» SOURCE EXTRACT
>> Begin

2.4.1.2 Time Domain Multiplexing

Time domain multiplexing increases circuit throughput by using multiple threads of computation. This technique is also known as C-slow retiming, or multithreading.

Time domain multiplexing replaces each register in a circuit with a set of C registers in series. Each extra copy of registers creates a new computation thread. One computation through the modified design takes C times as many clock cycles as the original circuit. However, the Compiler can retime the additional registers to improve the f_{MAX} by a factor of C. For example, instead of instantiating two modules running at 400 MHz, you can instantiate one module running at 800 MHz.
The following set of diagrams shows the process of C-slow retiming, beginning with an initial circuit.

**Figure 38. C-slow Retiming Starting Point**

![Diagram of C-slow Retiming Starting Point]

Edit the RTL design to replace every register, including registers in loops, with a set of C registers, comprising one register per independent thread of computation.

**Figure 39. C-slow Retiming Intermediate Point**

This example shows replacement of each register with two registers.

![Diagram of C-slow Retiming Intermediate Point]

Compile the circuit at this point. When the Compiler optimizes the circuit, it has more flexibility to perform retiming with the additional registers.

>> End

» GIVEN REQUEST 1
Decide whether each statement agrees with the passage on time domain multiplexing, answering yes or no and quoting the words of the passage that settle it: (a) Time domain multiplexing is also called C-slow retiming. (b) One computation through the modified design takes the same number of clock cycles as the original circuit. (c) In the example shown in Figure 39, each register is replaced with three registers.
» GIVEN REQUEST 2
Repeat word for word the part of the passage on time domain multiplexing starting at "Edit the RTL" and ending at "the additional registers.".

» DATA SHOWN
>> Begin

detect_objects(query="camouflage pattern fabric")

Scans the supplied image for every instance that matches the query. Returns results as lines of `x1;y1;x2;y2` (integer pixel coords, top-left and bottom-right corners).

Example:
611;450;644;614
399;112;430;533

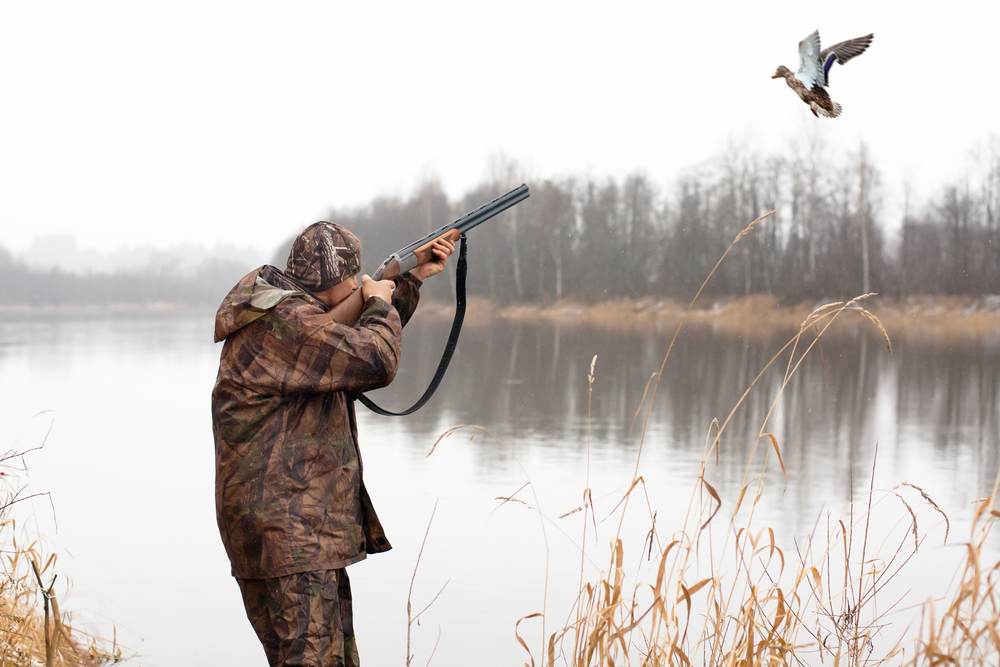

>> End
>> Begin

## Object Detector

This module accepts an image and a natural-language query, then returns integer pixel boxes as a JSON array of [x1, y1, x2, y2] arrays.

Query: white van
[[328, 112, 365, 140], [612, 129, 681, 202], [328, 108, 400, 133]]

>> End

» WORKED ANSWER 1
(a) Yes: "This technique is also known as C-slow retiming, or multithreading."
(b) No: "One computation through the modified design takes C times as many clock cycles as the original circuit."
(c) No: "This example shows replacement of each register with two registers."

» WORKED ANSWER 2
Edit the RTL design to replace every register, including registers in loops, with a set of C registers, comprising one register per independent thread of computation.

**Figure 39. C-slow Retiming Intermediate Point**

This example shows replacement of each register with two registers.

![Diagram of C-slow Retiming Intermediate Point]

Compile the circuit at this point. When the Compiler optimizes the circuit, it has more flexibility to perform retiming with the additional registers.